Reproduce every one of the records below word for word, keeping each line in its original order.

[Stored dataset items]
########################################
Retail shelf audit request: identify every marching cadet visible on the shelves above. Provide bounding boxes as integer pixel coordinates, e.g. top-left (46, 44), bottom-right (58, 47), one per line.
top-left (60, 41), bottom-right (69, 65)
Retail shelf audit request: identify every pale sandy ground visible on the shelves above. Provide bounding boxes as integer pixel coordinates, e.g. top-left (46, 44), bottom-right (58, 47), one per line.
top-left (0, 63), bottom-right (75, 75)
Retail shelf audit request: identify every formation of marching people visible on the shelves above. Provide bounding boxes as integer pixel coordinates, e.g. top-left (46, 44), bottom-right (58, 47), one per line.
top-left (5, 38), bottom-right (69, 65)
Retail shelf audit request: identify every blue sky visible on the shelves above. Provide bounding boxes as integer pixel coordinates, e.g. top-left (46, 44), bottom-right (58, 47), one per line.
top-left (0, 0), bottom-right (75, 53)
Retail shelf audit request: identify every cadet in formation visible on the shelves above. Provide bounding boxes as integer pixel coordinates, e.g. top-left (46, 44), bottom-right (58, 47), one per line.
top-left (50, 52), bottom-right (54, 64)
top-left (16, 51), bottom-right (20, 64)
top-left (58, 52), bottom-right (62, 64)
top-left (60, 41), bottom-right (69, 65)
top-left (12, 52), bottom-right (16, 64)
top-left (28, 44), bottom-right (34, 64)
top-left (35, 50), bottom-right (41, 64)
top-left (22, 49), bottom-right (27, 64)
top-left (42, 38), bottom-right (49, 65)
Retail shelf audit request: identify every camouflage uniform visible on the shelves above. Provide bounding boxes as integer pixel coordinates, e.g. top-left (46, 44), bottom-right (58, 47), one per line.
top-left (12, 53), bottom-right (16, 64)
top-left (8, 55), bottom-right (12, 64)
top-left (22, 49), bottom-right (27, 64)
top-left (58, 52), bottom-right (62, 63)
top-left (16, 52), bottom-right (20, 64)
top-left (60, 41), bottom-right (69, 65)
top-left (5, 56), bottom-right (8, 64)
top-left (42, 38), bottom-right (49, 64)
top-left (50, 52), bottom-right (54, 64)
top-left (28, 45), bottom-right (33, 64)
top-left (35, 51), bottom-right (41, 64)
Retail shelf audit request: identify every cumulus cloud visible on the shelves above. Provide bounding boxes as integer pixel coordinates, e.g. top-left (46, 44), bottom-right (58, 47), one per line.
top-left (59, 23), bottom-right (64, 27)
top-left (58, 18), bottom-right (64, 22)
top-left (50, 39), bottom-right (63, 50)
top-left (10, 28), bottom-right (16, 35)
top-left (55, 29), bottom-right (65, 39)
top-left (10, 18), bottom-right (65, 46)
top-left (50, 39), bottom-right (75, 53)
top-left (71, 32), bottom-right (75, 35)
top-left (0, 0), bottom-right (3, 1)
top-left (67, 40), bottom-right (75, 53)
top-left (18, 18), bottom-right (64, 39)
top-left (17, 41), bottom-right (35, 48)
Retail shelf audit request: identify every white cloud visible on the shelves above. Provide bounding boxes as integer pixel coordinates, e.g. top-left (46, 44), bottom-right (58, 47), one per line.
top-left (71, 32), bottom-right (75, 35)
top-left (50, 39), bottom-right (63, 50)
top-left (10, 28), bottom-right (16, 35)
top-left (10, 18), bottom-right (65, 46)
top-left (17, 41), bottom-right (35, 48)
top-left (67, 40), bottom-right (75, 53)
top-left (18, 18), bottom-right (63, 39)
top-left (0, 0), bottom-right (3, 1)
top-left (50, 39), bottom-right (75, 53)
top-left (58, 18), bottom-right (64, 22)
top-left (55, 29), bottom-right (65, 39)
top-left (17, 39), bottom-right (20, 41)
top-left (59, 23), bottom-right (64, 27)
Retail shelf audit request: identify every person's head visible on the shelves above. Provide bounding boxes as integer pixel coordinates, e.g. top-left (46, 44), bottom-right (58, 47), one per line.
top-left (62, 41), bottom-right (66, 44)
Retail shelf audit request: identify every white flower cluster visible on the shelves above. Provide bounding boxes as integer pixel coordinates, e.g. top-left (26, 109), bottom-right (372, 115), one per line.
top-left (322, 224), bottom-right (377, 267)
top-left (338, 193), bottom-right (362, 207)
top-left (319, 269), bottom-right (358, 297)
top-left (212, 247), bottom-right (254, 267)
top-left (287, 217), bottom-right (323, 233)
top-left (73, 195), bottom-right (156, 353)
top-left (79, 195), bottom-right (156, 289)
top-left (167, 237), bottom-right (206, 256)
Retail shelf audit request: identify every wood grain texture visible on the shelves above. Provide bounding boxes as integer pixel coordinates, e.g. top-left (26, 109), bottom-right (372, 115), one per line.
########################################
### ANSWER TO THIS TASK
Retail shelf audit request: identify every marching cadet visible on the shelves above. Provide bounding boxes as integer pixel coordinates, e.g. top-left (46, 44), bottom-right (58, 47), one per line.
top-left (60, 41), bottom-right (69, 65)
Retail shelf audit request: identify every pale sandy ground visible on the shelves above. Provide bounding boxes as integer pixel coordinates, e.g. top-left (46, 44), bottom-right (58, 47), one per line.
top-left (0, 63), bottom-right (75, 75)
Retail shelf audit request: identify every formation of marching people visible on the shelves above. Provide bounding boxes as integer pixel coordinates, e.g. top-left (46, 44), bottom-right (58, 47), one per line.
top-left (5, 38), bottom-right (69, 65)
Retail shelf audit request: identify every blue sky visible on the shelves above. Provide bounding boxes as integer pixel coordinates, e.g. top-left (46, 44), bottom-right (58, 47), one per line.
top-left (0, 0), bottom-right (75, 53)
Retail shelf audit request: identify every cadet in formation visible on the shelves above. Provide bounding boxes as integer pixel coordinates, e.g. top-left (46, 44), bottom-right (58, 47), one per line.
top-left (50, 52), bottom-right (54, 64)
top-left (16, 51), bottom-right (20, 64)
top-left (58, 52), bottom-right (62, 64)
top-left (60, 41), bottom-right (69, 65)
top-left (12, 52), bottom-right (16, 64)
top-left (28, 44), bottom-right (34, 64)
top-left (35, 50), bottom-right (41, 64)
top-left (22, 49), bottom-right (27, 64)
top-left (42, 38), bottom-right (49, 65)
Retail shelf audit request: identify every camouflage uniform visible on the shelves above. Provide bounding boxes as integer pixel coordinates, e.g. top-left (46, 44), bottom-right (58, 47), one per line.
top-left (12, 53), bottom-right (16, 64)
top-left (8, 55), bottom-right (12, 64)
top-left (22, 49), bottom-right (27, 64)
top-left (58, 52), bottom-right (62, 63)
top-left (16, 52), bottom-right (20, 64)
top-left (60, 41), bottom-right (69, 65)
top-left (5, 56), bottom-right (8, 64)
top-left (42, 38), bottom-right (49, 64)
top-left (50, 52), bottom-right (54, 64)
top-left (28, 45), bottom-right (33, 64)
top-left (35, 51), bottom-right (41, 64)
Retail shelf audit request: identify every cumulus cloud visible on the shelves above. Provide bounding boxes as integer pixel coordinates, e.g. top-left (46, 44), bottom-right (58, 47), one per line.
top-left (59, 23), bottom-right (64, 27)
top-left (58, 18), bottom-right (64, 22)
top-left (50, 39), bottom-right (63, 50)
top-left (10, 28), bottom-right (16, 35)
top-left (55, 29), bottom-right (65, 39)
top-left (10, 18), bottom-right (65, 46)
top-left (50, 39), bottom-right (75, 53)
top-left (71, 32), bottom-right (75, 35)
top-left (0, 0), bottom-right (3, 1)
top-left (67, 40), bottom-right (75, 53)
top-left (18, 18), bottom-right (64, 39)
top-left (17, 41), bottom-right (35, 48)
Retail shelf audit request: identify every white cloud visible on the shelves above. Provide bounding boxes as integer pixel coordinates, e.g. top-left (46, 44), bottom-right (58, 47), one per line.
top-left (71, 32), bottom-right (75, 35)
top-left (50, 39), bottom-right (63, 50)
top-left (10, 28), bottom-right (16, 35)
top-left (10, 18), bottom-right (65, 46)
top-left (17, 41), bottom-right (35, 48)
top-left (67, 40), bottom-right (75, 53)
top-left (18, 18), bottom-right (63, 39)
top-left (0, 0), bottom-right (3, 1)
top-left (50, 39), bottom-right (75, 53)
top-left (58, 18), bottom-right (64, 22)
top-left (55, 29), bottom-right (65, 39)
top-left (17, 39), bottom-right (20, 41)
top-left (59, 23), bottom-right (64, 27)
Retail shelf audit request: identify every person's head visible on the shelves above. Provide bounding boxes as integer pixel coordinates, e.g. top-left (46, 44), bottom-right (58, 47), one per line.
top-left (62, 41), bottom-right (66, 44)
Retail shelf audit request: identify every white flower cluster visible on the shelves above. Provide bounding boxes as integer pixel coordinates, e.g. top-left (26, 109), bottom-right (372, 115), one per line.
top-left (322, 224), bottom-right (377, 267)
top-left (338, 193), bottom-right (362, 207)
top-left (319, 269), bottom-right (358, 297)
top-left (212, 247), bottom-right (254, 267)
top-left (287, 217), bottom-right (323, 233)
top-left (73, 195), bottom-right (156, 353)
top-left (79, 195), bottom-right (156, 289)
top-left (167, 237), bottom-right (206, 256)
Retail shelf audit request: identify every wood grain texture visible on the shelves above. Provide bounding boxes as integer pixel coordinates, e.g. top-left (26, 109), bottom-right (372, 115), one per line.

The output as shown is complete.